= Passage shown =

—————

Domino 8.5: W64 2003, AIX 5.3 and Solaris 10 Test Configuration


1 Overview

The IBM System Verification Test (SVT) objective was to execute a set of test scenarios against a test configuration that contains the key requirements and components that created a load on a mixed environment: W64 2003, AIX 5.3 and Solaris 10.

This testing used test scripts currently used by the system test team.

One's perception of system quality is governed under the statement of overall system reliability. A widely accepted definition of software reliability is the probability that a computer system performs its destined purpose without failure over a specified time period within a particular execution environment. This execution environment is known formally as the operational profile, which is defined in terms of sets of possible input values together with their probabilities of occurrence. An operational profile is used to drive a portion of the system testing. Software reliability modeling is therefore applied to data gathered during this phase of testing and then used to predict subsequent failure behavior during actual system operations

A reliability test is one that focuses on the extent to which the feature or system will provide the intended function without failing. The goal of all types of testing is the improvement of the reliability program with specific statements about reliability-specific tests. Reliability is the impact of failures, malfunctions, errors and other defect related problems encountered by customers. Reliability is a measure of the continuous delivery of the correct service (and, the time to failure).

SVT's purpose of running Reliability tests was to ascertain the following:

· Data population for all parts of the infrastructure to force set limits to be achieved and passed

· Running sustained reliability scripts at >100% maximum capacity. Assessing :

· Breakpoints

· System stability pre and post breakpoint

· Serviceability

· Forcing spikes and anti-spikes in usage patterns

· Exposing SMTP, IMAP, POP3 services to 110% of their maximum load

· Flushing out the DB Table spaces to their maximum, proving the maximum, proving ability to recover/get back to a good place when the maximum limits have been exceeded

· Proving serviceability errors and warnings when thresholds are hit

2 Configuration diagram for W64 2003 / AIX 5.3 / Solaris 10 configuration

The W64 2003 / AIX 5.3 / Solaris 10 configuration utilized the following system specifications:

System	W64 2003 machine: 8840 - xSeries 346 AIX 5.3 machine: 9113 - pSeries 550 Solaris 10 machine: Sun\SunFire V240
Processor	W64 2003 machine: 2 CPU's, 3.4 GHz AIX 5.3 machine: 4 CPU's, 1.65 GHz Solaris 10 machine: 2 CPU's, 1.5 GHz
Memory	W64 2003 machine: 4096 Mb AIX 5.3 machine: 8192 Mb Solaris 10 machine: 4096 Mb
Operating System	W64 2003 machine: Win64 2003 server, SP1 AIX 5.3 machine: AIX 5.3, OS revision 5300-08-02-0822 Solaris 10 machine: SunOS 5.10
Domino Server	Lotus Domino 8.5

The environment evaluated consisted of three machines in total; one W64 2003, one AIX 5.3 and one on Solaris 10. Each machine hosted two Domino Partitions (DPAR’s). Each partition hosted 1,000 registered users making the total NAB for the environment 6000 users. For W64 2003 and AIX 5.3, all mail files were local to the Domino servers. On the Solaris 10, the mail files were located on a NAS.

—————

= Saved data entries =
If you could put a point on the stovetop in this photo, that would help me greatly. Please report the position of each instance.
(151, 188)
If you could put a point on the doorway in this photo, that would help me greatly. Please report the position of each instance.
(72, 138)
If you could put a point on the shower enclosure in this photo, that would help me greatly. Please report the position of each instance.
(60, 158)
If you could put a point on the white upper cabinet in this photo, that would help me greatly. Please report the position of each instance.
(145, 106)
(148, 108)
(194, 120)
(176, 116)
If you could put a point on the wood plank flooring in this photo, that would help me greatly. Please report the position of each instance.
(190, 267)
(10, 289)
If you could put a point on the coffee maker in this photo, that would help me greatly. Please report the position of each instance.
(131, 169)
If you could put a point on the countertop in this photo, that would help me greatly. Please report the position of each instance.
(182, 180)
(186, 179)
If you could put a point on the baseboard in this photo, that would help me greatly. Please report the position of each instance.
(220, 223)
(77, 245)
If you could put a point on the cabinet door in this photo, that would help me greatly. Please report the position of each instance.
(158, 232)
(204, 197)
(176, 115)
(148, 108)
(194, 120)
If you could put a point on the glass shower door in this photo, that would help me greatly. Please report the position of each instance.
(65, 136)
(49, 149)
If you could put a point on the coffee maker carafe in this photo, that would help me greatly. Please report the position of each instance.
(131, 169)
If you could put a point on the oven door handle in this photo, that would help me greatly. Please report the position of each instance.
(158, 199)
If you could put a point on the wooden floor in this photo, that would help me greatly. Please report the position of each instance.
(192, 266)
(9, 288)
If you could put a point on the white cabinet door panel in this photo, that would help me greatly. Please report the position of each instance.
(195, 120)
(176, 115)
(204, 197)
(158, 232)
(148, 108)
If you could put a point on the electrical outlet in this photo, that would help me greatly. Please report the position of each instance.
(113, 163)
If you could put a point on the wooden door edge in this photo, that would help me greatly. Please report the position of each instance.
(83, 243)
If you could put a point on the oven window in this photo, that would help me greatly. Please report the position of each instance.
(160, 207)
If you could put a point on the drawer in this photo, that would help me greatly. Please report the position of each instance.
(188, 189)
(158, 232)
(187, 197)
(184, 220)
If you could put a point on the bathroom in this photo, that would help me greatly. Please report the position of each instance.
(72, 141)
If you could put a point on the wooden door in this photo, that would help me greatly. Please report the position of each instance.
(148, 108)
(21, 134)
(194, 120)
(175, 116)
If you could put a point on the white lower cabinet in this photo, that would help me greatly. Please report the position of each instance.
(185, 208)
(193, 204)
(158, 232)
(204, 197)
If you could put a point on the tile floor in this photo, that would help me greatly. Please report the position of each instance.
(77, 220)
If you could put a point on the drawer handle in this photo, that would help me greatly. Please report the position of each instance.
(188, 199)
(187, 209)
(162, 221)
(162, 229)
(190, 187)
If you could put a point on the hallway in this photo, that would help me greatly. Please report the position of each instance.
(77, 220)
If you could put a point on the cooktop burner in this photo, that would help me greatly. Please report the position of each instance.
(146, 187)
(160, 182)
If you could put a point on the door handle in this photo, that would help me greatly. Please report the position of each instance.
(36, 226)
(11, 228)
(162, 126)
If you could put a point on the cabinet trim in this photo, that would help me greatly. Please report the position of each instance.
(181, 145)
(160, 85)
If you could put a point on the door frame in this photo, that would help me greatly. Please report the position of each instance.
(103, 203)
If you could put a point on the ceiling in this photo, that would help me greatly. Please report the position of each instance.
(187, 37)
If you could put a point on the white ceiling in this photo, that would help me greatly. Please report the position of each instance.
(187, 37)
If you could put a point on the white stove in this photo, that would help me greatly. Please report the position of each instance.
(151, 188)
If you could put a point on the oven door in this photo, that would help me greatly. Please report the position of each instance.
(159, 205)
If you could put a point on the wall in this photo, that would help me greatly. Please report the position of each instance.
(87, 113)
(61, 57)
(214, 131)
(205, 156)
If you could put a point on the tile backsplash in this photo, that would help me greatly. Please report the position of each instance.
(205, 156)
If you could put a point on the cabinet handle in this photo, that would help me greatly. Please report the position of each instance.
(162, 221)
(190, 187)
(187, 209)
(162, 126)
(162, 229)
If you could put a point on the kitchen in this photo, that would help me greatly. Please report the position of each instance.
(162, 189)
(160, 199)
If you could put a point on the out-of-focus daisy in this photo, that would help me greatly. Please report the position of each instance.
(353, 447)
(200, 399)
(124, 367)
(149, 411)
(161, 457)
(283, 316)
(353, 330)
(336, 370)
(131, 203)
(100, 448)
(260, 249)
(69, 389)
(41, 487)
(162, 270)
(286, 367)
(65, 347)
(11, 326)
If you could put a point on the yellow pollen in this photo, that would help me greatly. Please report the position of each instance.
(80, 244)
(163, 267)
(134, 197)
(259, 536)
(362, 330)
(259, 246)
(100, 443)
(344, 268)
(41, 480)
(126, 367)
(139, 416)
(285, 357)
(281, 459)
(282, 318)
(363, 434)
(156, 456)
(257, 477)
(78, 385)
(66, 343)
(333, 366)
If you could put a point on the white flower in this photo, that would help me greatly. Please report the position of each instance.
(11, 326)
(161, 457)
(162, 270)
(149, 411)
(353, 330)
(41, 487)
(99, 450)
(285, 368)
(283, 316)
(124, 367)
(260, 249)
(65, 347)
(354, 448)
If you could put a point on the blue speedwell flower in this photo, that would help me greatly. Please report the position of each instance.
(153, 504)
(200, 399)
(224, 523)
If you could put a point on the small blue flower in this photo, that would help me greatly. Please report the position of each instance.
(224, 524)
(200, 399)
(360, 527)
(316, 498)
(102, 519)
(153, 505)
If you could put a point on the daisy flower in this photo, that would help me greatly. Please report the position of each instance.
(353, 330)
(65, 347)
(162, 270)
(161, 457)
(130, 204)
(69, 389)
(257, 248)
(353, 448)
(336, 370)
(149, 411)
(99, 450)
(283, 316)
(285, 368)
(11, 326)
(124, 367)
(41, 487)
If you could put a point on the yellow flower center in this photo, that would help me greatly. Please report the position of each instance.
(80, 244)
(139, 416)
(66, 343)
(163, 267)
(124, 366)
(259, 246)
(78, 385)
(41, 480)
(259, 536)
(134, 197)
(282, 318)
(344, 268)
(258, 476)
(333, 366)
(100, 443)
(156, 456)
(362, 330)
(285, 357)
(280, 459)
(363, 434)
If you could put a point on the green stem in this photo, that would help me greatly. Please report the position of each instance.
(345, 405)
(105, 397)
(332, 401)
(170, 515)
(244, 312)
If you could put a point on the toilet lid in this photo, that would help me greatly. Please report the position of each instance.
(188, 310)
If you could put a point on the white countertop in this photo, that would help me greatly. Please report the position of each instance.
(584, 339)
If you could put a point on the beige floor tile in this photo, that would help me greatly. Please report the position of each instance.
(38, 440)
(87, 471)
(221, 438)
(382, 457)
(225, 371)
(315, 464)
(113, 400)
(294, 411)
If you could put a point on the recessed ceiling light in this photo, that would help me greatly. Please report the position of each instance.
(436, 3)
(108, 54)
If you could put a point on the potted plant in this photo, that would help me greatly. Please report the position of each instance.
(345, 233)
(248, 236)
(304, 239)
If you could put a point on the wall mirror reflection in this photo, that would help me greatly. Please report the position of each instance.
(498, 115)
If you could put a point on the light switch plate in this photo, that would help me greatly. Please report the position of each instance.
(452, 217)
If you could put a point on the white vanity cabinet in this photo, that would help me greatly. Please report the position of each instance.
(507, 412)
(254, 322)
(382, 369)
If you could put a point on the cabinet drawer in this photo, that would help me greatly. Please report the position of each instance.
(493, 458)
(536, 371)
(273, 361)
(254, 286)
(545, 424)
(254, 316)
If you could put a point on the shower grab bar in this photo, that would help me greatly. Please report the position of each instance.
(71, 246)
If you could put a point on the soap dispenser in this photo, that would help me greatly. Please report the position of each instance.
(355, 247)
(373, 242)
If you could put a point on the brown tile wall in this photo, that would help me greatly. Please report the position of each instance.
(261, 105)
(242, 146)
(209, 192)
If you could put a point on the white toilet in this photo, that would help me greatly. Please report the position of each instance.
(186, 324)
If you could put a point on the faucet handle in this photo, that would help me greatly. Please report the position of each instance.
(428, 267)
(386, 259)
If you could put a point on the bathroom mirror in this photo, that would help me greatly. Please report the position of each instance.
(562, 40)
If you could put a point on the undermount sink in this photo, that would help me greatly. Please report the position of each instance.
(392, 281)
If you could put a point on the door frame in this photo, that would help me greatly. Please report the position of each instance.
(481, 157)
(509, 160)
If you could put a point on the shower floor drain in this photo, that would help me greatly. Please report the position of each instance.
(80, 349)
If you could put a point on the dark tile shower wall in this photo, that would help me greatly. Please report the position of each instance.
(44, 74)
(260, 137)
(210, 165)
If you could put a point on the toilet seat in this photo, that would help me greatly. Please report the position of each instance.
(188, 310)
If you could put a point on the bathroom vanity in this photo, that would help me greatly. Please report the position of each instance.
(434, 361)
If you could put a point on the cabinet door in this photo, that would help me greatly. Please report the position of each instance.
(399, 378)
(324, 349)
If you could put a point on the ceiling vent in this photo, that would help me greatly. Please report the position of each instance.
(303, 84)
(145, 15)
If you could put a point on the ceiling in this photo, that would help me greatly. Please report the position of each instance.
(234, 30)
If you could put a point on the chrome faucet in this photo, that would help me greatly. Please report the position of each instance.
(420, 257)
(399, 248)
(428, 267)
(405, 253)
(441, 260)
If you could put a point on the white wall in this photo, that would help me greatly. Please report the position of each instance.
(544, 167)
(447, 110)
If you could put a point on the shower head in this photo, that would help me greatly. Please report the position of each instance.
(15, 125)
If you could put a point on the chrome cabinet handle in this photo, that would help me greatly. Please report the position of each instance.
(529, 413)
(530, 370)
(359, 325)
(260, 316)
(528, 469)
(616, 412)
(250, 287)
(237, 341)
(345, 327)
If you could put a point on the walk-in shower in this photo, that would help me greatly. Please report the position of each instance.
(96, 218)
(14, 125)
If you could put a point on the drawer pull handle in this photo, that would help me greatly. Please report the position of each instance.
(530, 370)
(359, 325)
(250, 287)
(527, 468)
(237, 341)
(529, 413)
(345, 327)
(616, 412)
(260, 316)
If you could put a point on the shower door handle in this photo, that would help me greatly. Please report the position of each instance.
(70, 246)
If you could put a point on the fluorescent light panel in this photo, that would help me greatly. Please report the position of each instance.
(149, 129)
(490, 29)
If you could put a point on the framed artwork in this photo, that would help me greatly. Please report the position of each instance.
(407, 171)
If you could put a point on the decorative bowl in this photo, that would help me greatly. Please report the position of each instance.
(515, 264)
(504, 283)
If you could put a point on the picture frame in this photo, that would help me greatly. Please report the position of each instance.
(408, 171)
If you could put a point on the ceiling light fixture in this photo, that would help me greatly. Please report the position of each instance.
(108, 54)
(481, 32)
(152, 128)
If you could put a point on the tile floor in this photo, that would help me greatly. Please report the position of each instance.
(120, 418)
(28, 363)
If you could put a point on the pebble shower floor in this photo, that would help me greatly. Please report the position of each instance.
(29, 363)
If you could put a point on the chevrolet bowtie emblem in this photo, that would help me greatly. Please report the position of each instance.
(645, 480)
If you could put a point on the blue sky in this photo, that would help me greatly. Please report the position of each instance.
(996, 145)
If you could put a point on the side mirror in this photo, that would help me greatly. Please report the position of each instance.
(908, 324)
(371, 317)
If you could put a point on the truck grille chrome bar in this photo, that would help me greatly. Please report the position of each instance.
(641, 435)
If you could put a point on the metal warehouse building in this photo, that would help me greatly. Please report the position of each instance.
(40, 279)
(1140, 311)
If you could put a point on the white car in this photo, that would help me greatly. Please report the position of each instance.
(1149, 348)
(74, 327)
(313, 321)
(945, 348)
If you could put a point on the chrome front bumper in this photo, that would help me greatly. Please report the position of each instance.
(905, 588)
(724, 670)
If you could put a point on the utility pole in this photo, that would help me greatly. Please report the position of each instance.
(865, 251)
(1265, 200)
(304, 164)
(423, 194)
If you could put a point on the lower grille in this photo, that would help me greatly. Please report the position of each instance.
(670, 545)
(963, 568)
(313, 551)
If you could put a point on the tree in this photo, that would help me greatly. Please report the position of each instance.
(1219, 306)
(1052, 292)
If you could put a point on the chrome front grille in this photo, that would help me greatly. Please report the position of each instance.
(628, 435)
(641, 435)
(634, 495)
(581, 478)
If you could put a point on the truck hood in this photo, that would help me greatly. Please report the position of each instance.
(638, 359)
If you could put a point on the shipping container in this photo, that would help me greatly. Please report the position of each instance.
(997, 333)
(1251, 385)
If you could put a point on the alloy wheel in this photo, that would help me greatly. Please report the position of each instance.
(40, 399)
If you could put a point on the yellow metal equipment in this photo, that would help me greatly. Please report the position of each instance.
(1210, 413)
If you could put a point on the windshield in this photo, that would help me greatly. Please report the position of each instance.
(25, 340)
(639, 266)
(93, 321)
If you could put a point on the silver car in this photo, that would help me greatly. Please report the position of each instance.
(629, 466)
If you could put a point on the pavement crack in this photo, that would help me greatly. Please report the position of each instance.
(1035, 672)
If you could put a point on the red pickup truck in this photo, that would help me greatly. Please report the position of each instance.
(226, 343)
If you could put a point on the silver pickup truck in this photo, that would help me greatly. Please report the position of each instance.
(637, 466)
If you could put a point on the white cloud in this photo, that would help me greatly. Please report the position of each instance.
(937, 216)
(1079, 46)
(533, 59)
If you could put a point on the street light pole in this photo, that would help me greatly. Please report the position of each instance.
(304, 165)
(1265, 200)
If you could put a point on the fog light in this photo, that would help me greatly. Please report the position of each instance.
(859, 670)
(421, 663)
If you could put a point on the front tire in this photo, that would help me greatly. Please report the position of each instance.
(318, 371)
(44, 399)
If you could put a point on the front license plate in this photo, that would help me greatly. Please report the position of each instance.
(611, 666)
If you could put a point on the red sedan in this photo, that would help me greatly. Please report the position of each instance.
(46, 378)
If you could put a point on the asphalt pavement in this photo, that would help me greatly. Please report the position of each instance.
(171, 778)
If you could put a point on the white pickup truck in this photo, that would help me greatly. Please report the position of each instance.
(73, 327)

—————

= Work to complete =
From the Domino 8.5 test setup page, copy word for word the part that begins with "A reliability test" and ends with "time to failure).". The entries above aren't needed for anything here.

= Exercise output =
A reliability test is one that focuses on the extent to which the feature or system will provide the intended function without failing. The goal of all types of testing is the improvement of the reliability program with specific statements about reliability-specific tests. Reliability is the impact of failures, malfunctions, errors and other defect related problems encountered by customers. Reliability is a measure of the continuous delivery of the correct service (and, the time to failure).